DOCUMENT EXTRACT =

· · · · ·

QAIM, Iraq -- From their outpost on Iraq's westernmost edge, U.S. 1st Lt. Kyle Hagerty and his troops watched civilians trickle into the area after American and Iraqi forces drove out the Islamic State group. They were, he believed, families returning to liberated homes, a hopeful sign of increasing stability.
But when he interviewed them on a recent reconnaissance patrol, he discovered he was wrong. They were families looking for shelter after being driven from their homes in a nearby town. Those who pushed them out were forces from among their "liberators" -- Shiite militiamen who seized control of the area after defeating the Islamic State militants.
It was a sign of the mixed legacy from the United States' intervention in Iraq to help defeat the militants. American-backed military firepower brought down the Islamic State "caliphate," but many of the divisions and problems that helped fuel the extremists' rise remain unresolved.
The U.S.-led coalition, which launched its fight against the Islamic State in August 2014, is now reducing the numbers of American troops in Iraq, after Baghdad declared victory over the extremists in December. Both Iraqi and U.S. officials say the exact size of the drawdown has not yet been decided.
U.S. and Iraqi commanders here in western Iraq warn that victories over the Islamic State could be undercut easily by a large-scale withdrawal. Iraq's regular military remains dependent on U.S. support. Many within Iraq's minority communities view the U.S. presence as a buffer against the Shiite-dominated central government. Still, Iranian-backed militias with strong voices in Baghdad are pushing for a complete U.S. withdrawal, and some Iraqis liken any American presence to a form of occupation.

· · · · ·

SUPPLIED RECORDS =
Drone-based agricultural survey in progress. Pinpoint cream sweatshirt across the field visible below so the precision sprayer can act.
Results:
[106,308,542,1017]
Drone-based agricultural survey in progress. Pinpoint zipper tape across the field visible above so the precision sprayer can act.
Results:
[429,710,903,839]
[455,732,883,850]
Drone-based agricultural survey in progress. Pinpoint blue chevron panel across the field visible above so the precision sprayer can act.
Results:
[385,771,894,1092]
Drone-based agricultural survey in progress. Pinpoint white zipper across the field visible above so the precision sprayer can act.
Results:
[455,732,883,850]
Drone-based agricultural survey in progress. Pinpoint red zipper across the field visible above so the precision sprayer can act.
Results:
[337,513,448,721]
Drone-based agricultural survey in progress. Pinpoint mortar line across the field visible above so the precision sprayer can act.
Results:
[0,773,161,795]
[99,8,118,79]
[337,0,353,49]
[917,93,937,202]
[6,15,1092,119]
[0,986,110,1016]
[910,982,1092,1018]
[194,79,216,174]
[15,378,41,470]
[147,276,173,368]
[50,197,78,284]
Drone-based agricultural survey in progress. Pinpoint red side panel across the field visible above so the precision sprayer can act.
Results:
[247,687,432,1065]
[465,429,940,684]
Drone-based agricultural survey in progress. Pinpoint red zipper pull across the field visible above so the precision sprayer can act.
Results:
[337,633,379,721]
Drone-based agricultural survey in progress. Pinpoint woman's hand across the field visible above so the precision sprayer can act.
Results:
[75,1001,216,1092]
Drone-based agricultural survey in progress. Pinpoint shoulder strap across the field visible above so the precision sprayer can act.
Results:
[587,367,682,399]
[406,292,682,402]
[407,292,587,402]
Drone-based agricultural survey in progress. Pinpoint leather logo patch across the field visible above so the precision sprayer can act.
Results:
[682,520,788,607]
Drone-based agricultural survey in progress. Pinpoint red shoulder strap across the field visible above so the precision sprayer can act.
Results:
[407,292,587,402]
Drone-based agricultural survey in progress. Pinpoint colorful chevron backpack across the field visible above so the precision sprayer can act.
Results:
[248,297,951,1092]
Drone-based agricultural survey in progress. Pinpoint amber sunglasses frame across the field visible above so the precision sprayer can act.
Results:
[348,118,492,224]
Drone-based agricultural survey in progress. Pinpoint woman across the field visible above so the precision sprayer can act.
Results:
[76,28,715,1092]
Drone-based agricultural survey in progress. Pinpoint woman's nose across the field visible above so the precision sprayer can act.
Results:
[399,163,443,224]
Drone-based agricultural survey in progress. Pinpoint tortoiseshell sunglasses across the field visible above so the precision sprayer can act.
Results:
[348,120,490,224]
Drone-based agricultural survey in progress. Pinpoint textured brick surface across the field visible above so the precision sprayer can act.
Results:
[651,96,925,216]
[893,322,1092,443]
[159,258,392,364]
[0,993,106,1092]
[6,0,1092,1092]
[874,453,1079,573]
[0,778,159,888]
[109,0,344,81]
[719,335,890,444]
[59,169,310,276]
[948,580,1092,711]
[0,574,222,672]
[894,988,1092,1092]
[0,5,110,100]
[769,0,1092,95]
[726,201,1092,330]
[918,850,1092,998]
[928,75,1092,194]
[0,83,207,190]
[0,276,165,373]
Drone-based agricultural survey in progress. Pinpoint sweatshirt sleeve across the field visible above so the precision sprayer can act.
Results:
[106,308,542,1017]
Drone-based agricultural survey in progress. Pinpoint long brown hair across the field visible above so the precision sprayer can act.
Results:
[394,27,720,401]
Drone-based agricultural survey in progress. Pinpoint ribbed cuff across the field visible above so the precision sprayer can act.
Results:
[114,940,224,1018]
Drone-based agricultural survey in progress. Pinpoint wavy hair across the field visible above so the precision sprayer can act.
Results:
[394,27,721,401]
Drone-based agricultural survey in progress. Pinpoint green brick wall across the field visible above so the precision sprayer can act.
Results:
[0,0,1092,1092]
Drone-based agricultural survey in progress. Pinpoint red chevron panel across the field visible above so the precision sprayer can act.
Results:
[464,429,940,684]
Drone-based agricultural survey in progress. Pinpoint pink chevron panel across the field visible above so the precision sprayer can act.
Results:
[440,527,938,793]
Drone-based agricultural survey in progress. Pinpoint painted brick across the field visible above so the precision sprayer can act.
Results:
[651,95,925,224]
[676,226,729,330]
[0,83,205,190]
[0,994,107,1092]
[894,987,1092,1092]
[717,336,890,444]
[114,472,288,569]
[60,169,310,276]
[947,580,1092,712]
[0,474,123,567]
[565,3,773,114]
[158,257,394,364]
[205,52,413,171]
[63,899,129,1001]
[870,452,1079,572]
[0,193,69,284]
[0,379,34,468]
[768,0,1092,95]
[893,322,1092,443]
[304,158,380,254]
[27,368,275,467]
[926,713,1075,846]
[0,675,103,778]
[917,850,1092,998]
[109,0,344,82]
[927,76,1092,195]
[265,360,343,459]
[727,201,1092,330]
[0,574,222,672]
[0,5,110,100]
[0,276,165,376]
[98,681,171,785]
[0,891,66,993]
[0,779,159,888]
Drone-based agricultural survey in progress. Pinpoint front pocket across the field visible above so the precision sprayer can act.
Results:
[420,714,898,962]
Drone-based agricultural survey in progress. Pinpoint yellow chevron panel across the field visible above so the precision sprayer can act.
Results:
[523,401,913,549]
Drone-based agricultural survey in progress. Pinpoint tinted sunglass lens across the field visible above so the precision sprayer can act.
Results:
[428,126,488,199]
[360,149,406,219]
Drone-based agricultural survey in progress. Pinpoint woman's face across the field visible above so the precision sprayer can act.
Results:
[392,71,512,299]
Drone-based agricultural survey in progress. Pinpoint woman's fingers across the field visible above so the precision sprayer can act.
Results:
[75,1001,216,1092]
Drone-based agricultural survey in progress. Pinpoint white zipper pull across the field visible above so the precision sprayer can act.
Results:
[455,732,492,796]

· · · · ·

TASKS FOR THIS EXERCISE =
1. Translate this sentence from the article on the U.S. drawdown in Iraq into Spanish: "Iraq's regular military remains dependent on U.S. support."
2. Continue the article on the U.S. drawdown in Iraq, picking up after its final paragraph.

ANSWERS BY TASK =
1. El ejército regular de Irak sigue dependiendo del apoyo de Estados Unidos.

2.
That has left an uncomfortable limbo in this area that was the last battlefield against the extremists. Coalition commanders still work with Iraqi forces to develop long-term plans for stability even as a drawdown goes ahead with no one certain of its eventual extent.
"Let's go win us some hearts and minds," Sgt. Jonathan Cary, 23, joked as he and Hagerty and the patrol convoy set off from a base outside the town of Qaim, evoking a phrase used in American policy goals for Iraq ever since the 2003 U.S.-led invasion that ousted Saddam Hussein.
After just a few hours moving on foot across farmland and orchards to a cluster of modest houses, Hagerty realized the families he thought were returnees to the area were in fact newly displaced. Their homes in Qaim had been confiscated by the government-affiliated Popular Mobilization Forces made up mainly of Shiite paramilitary fighters backed by Iran.
"Our end goal is a stable Iraq, right?" Hagerty said later, back at the base. "But when you see stuff like that, it makes you wonder if they are ever going to be able to do it themselves."
Along Iraq's border with Syria, the two Iraqi forces charged with holding a key stretch of territory lack direct communication. Because one force falls under the Defense Ministry and the other under the Interior Ministry, their radios are incompatible.
Instead, the troops use Nokia cellphones in a part of the country where network coverage is spotty to nonexistent.
At the nearby coalition outpost near Qaim, U.S. Army Lt. Col. Brandon Payne spends much of his time filling communications gaps by relaying messages between different branches of Iraq's military.
"The coordination is not where we hoped it would be," Payne said. "But they do talk to each other, and we see that as a sign of progress."
Tactical shortcomings within Iraq's military are partially what fueled the expansion of the coalition's footprint in Iraq in the past three years. As Iraqi ground forces demonstrated an inability to communicate and coordinate attacks across multiple fronts, U.S. forces moved closer to the fighting and sped up the pace of territorial gains.
Despite the caliphate's collapse, those weaknesses have persisted. Iraqi forces remain dependent on coalition intelligence, reconnaissance, artillery fire and airstrikes to hold territory and fight Islamic State insurgent cells.
Payne regularly shuttles between his base, Qaim and the Syrian border, meeting with different members of Iraqi forces to coordinate security and repel Islamic State attacks from the Syrian side.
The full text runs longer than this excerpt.